Coordinate annotation records:
:::::

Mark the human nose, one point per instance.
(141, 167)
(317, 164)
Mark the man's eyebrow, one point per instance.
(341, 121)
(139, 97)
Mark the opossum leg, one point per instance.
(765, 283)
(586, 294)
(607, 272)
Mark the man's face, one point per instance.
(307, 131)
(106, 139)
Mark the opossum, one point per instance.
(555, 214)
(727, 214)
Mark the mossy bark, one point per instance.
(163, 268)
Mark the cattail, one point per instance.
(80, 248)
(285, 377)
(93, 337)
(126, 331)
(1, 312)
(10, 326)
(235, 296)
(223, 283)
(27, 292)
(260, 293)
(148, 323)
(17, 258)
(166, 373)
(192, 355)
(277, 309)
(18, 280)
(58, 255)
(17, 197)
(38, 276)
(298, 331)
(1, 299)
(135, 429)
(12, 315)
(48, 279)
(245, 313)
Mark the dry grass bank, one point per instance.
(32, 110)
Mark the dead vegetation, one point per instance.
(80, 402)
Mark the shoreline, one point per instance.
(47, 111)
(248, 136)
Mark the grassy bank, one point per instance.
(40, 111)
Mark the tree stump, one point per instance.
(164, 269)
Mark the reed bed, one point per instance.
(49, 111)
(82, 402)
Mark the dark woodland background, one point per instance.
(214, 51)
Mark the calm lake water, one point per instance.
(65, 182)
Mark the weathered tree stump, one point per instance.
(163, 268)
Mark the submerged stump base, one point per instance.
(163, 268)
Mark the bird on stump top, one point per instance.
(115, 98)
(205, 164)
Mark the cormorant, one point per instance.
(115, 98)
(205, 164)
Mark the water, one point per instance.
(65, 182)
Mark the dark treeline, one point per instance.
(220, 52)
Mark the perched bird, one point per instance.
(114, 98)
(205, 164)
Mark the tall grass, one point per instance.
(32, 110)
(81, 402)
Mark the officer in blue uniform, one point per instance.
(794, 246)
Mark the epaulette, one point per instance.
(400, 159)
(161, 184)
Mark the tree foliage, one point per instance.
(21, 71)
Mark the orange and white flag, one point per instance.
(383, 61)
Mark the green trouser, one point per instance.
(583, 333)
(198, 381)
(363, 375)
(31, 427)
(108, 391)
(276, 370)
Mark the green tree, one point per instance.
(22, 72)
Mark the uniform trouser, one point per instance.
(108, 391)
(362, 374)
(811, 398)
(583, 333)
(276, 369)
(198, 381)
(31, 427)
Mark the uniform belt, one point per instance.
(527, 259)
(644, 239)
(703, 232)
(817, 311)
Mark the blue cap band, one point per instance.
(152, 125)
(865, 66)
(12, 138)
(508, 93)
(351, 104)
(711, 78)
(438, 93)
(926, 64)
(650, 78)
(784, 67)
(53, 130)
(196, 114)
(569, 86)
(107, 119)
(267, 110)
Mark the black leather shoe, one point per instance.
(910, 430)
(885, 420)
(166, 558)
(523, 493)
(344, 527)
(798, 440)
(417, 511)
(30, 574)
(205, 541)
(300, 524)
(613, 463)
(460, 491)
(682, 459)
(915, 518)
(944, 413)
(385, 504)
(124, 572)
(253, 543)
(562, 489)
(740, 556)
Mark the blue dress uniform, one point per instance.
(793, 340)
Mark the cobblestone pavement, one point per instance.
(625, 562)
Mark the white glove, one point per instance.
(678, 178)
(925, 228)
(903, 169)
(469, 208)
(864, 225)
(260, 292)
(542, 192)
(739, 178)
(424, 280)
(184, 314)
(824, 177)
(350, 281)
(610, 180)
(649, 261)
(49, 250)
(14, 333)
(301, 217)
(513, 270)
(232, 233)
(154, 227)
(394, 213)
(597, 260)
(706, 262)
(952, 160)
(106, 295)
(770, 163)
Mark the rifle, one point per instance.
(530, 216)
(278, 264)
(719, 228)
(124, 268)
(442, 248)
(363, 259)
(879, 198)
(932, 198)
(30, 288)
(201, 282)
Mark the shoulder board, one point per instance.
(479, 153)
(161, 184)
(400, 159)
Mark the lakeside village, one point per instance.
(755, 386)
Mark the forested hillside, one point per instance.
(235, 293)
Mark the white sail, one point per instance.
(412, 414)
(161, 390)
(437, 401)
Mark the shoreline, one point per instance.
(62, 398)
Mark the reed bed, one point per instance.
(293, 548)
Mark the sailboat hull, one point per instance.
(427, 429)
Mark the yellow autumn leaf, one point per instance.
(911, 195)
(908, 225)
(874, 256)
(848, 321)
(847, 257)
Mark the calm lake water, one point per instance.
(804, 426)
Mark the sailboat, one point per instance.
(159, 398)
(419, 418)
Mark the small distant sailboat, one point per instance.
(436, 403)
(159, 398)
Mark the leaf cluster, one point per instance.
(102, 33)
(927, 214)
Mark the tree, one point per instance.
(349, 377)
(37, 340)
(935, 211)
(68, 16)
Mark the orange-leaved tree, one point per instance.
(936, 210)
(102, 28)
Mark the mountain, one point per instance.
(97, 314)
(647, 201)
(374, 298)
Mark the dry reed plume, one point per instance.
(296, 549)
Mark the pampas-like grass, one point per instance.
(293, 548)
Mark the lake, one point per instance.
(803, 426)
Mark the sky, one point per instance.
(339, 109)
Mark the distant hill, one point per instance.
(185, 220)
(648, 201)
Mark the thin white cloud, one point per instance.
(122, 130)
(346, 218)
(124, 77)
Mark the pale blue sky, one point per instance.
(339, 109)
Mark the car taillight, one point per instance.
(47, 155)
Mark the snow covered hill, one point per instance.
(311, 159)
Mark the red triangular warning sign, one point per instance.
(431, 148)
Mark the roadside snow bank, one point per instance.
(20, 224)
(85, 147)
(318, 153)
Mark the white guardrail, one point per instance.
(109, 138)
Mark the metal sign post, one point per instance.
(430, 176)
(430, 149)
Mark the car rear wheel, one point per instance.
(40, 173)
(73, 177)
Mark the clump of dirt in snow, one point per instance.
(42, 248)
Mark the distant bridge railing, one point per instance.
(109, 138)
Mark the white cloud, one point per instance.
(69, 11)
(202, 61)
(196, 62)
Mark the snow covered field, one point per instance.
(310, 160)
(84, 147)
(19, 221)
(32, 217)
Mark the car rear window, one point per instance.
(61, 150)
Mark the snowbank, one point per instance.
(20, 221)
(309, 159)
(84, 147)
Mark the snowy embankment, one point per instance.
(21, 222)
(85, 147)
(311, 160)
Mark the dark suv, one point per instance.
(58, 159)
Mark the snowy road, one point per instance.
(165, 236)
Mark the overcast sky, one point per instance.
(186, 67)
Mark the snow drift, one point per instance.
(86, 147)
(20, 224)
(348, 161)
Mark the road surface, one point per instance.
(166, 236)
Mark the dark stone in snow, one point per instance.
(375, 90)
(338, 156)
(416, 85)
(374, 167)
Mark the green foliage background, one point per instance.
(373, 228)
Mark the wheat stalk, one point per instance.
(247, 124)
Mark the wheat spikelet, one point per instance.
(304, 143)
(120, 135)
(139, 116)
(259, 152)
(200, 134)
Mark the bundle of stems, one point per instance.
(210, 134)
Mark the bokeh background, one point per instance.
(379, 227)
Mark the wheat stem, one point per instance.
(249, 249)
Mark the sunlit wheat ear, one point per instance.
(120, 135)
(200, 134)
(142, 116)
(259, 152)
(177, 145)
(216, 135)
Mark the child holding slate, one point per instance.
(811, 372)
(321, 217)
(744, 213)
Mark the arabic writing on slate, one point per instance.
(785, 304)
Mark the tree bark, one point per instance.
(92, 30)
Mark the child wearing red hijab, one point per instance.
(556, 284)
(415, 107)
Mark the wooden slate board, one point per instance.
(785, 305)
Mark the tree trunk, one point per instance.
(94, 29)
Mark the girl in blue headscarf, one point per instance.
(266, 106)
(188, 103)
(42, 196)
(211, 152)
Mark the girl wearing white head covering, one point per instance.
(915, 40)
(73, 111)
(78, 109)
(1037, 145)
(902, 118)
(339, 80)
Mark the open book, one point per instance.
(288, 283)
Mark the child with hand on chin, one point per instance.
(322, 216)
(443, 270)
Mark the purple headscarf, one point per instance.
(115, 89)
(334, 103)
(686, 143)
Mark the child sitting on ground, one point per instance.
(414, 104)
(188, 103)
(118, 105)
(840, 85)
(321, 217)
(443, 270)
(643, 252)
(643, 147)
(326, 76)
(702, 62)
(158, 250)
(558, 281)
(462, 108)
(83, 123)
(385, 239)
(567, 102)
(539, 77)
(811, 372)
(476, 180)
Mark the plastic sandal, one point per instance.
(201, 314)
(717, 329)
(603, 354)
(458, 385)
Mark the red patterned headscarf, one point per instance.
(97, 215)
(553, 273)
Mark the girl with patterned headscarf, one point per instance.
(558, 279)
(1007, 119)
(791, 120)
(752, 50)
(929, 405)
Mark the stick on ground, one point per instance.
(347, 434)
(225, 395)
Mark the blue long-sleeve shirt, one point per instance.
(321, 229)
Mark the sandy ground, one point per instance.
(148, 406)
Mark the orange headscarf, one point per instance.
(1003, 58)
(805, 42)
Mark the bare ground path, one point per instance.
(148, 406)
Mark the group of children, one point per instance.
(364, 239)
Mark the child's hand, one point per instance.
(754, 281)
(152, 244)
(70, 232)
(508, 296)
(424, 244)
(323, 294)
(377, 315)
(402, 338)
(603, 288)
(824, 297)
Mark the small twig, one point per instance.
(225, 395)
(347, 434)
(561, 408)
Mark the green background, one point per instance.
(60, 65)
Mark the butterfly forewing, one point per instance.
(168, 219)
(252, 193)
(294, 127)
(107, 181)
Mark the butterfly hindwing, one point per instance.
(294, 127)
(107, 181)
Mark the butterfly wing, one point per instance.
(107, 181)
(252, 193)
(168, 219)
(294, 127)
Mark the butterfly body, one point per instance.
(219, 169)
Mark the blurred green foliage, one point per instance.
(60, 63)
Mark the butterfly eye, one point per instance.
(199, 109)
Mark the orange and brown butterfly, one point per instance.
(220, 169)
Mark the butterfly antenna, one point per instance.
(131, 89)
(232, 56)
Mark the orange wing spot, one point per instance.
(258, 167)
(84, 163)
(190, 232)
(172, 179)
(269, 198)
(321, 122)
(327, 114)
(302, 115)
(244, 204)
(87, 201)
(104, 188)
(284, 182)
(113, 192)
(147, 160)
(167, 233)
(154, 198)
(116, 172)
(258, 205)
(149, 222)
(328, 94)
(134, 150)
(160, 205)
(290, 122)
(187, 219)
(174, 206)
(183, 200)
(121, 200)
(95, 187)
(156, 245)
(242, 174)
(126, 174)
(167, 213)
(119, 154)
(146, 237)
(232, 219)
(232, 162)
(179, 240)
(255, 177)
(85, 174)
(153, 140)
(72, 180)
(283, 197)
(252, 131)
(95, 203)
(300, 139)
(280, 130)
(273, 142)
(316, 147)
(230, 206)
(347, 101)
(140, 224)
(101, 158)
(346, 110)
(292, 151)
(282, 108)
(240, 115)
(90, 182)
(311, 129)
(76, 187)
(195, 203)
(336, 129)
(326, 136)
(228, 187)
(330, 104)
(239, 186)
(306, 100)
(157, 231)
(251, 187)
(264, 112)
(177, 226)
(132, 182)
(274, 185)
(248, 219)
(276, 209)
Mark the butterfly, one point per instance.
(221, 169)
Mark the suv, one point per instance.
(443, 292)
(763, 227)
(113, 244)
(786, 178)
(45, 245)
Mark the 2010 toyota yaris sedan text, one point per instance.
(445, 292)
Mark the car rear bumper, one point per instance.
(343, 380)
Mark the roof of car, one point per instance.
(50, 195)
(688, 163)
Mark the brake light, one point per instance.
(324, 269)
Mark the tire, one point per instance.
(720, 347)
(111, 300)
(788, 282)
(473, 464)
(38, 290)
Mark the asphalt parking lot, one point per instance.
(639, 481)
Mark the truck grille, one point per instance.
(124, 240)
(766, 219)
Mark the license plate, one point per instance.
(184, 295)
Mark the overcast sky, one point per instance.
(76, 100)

:::::

WHAT IS REQUIRED: Repeat everything from the line containing "Mark the license" down to the end of the records, keeping each line unchanged.

TASK SOLUTION:
Mark the license plate, one point per instance.
(184, 295)
Mark the overcast sky, one point per instance.
(76, 100)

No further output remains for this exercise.